▶ [Consigne 1]
Restituez sans aucune modification le passage du texte sur Franck Elong Abé qui s'ouvre sur les mots contenant « Si le service » et se clôt sur « d'un acte terroriste. ».
▶ [Consigne 2]
Condensez le paragraphe du texte sur Franck Elong Abé commençant par « Si le service n'avait pas détecté », en conservant ses faits principaux.

▶ [Texte source]
On a ensuite pu déterminer que l'intéressé avait gagné la zone afghano-pakistanaise par la Turquie, pour se rendre dans un camp d'entraînement de la région pakistanaise du Waziristan, dédié à la formation militaire. Franck Elong Abé a rejoint en avril 2012 les talibans de la province du Logar, en Afghanistan, et a évolué au sein de groupes affiliés au réseau Haqqani, frange des talibans connue pour sa proximité avec Al-Qaïda. Durant cette période, l'intéressé a notamment participé à une offensive au printemps 2012, effort insurrectionnel conduit tous les ans contre les forces de la coalition.
Après son arrestation, le 17 octobre 2012, il a été détenu pendant plus d'un an dans la prison de la base américaine de Bagram, dans la banlieue de Kaboul, avant d'être transféré en France en mai 2014, où il est alors jugé et emprisonné. C'est à cette époque que la DGSE a cessé tout suivi de cet individu, désormais entre les mains de la justice et des services intérieurs.
Au cours des années suivantes, nous n'avons, dans le cadre de nos missions de renseignement à l'étranger, détecté aucun lien entre Franck Elong Abé et des organisations terroristes internationales. La DGSE n'a été détentrice d'aucun élément sur sa personnalité ou son parcours qui soit nouveau ou différent de ce qui a été porté à la connaissance de la justice dès son arrivée sur le territoire national. En 2014, le service connaît les conditions de son arrestation et de sa détention à Bagram, entre les mains des autorités américaines, sa nationalité franco-camerounaise, sa localisation dans le Logar depuis la fin de l'année 2011 et sa participation à des opérations contre la coalition au sein de groupes insurgés locaux.
Si le service n'avait pas détecté par des moyens propres des projets terroristes élaborés par cet individu ou auxquels celui-ci aurait pu envisager de participer, il était néanmoins convaincu de son extrême dangerosité, en raison de son état mental, de son aguerrissement supposé, de son accès à des armes de guerre et de sa maîtrise de la langue française, lui permettant d'organiser sur le territoire afghan de potentielles attaques contre nos intérêts. C'est pour ces raisons que l'intéressé, en plus de ses autres peines, a été condamné en 2016 à une peine de neuf ans de prison pour participation à une association de malfaiteurs en vue de la préparation d'un acte terroriste.
Voilà les éléments que je pouvais vous apporter à propos du service, de sa mission de contre-terrorisme et de la manière dont nous avons eu à connaître de cet individu avant qu'il ne soit transféré entre les mains de la justice.
Je conclurai en soulignant que la mission de lutte contre le terrorisme est, collectivement, de plus en plus complexe, en raison de la remise en cause des logiques d'allégeance, de l'affaiblissement structurel des commandements historiques des organisations terroristes et de la recomposition de groupes et de réseaux morcelés selon des logiques de solidarité principalement communautaire, en particulier maghrébine.
Le contexte est également marqué par la persistance de la menace inspirée par l'intermédiaire des réseaux sociaux. C'est un défi majeur pour les services de renseignement.
L'Asie du Sud-Est et l'Asie centrale sont des terreaux extrêmement fertiles pour le développement des groupes djihadistes, en raison de la maturation de tensions préexistantes à propos de la situation des populations musulmanes.
On note, enfin, la reconstitution de foyers de tension en Europe et au Maghreb, à cause de l'addition de compétences négatives liées à divers profils, qu'il s'agisse de revenants des théâtres du djihad, sujet extrêmement important, de sortants de prison – le directeur général de la sécurité intérieure a dû vous en parler – ou de salafistes, très présents sur les réseaux sociaux.
La conséquence pour nous, service de sécurité, est l'existence à moyen terme d'une menace très diffuse et très fragmentée, donc plus difficilement saisissable.

▶ [Lignes présentées]
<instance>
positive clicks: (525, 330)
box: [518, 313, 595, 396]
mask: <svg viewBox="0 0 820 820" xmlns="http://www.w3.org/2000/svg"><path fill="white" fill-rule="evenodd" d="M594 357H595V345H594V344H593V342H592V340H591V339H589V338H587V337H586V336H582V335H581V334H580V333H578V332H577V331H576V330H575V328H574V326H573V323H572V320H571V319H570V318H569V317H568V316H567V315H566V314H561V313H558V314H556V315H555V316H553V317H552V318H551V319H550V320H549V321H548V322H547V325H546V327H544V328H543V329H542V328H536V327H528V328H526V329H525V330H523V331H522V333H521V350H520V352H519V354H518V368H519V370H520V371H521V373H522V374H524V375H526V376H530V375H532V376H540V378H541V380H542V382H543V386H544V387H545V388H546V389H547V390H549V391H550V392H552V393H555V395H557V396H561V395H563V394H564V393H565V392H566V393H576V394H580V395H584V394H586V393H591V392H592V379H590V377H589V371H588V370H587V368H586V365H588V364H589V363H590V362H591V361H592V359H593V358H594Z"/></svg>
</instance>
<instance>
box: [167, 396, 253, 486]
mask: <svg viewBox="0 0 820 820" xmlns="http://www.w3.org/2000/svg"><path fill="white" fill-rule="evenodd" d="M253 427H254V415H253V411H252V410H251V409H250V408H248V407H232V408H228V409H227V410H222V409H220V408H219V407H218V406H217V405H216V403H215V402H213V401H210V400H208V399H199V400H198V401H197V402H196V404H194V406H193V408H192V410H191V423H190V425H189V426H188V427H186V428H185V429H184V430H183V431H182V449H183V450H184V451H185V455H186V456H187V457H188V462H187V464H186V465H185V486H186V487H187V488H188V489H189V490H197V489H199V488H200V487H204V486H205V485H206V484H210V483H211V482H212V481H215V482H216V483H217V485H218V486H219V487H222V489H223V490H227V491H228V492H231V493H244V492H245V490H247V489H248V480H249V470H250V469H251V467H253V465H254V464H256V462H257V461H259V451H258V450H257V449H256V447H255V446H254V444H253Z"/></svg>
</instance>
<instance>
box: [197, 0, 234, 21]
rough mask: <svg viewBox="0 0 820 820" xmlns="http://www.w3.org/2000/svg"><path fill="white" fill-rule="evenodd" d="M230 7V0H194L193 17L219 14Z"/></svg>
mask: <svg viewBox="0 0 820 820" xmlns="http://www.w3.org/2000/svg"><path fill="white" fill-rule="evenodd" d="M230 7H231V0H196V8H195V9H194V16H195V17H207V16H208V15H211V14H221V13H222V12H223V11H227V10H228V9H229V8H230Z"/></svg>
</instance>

▶ [Réponse attendue 1]
Si le service n'avait pas détecté par des moyens propres des projets terroristes élaborés par cet individu ou auxquels celui-ci aurait pu envisager de participer, il était néanmoins convaincu de son extrême dangerosité, en raison de son état mental, de son aguerrissement supposé, de son accès à des armes de guerre et de sa maîtrise de la langue française, lui permettant d'organiser sur le territoire afghan de potentielles attaques contre nos intérêts. C'est pour ces raisons que l'intéressé, en plus de ses autres peines, a été condamné en 2016 à une peine de neuf ans de prison pour participation à une association de malfaiteurs en vue de la préparation d'un acte terroriste.

▶ [Réponse attendue 2]
Le service n'avait pas détecté par ses propres moyens de projet terroriste le concernant. Il le jugeait pourtant extrêmement dangereux en raison de son état mental, de son aguerrissement supposé, de son accès à des armes de guerre et de sa maîtrise du français. Ces atouts lui permettaient d'organiser sur le territoire afghan de potentielles attaques contre nos intérêts. Pour ces raisons, il a été condamné en 2016, en plus de ses autres peines, à neuf ans de prison pour participation à une association de malfaiteurs en vue de la préparation d'un acte terroriste.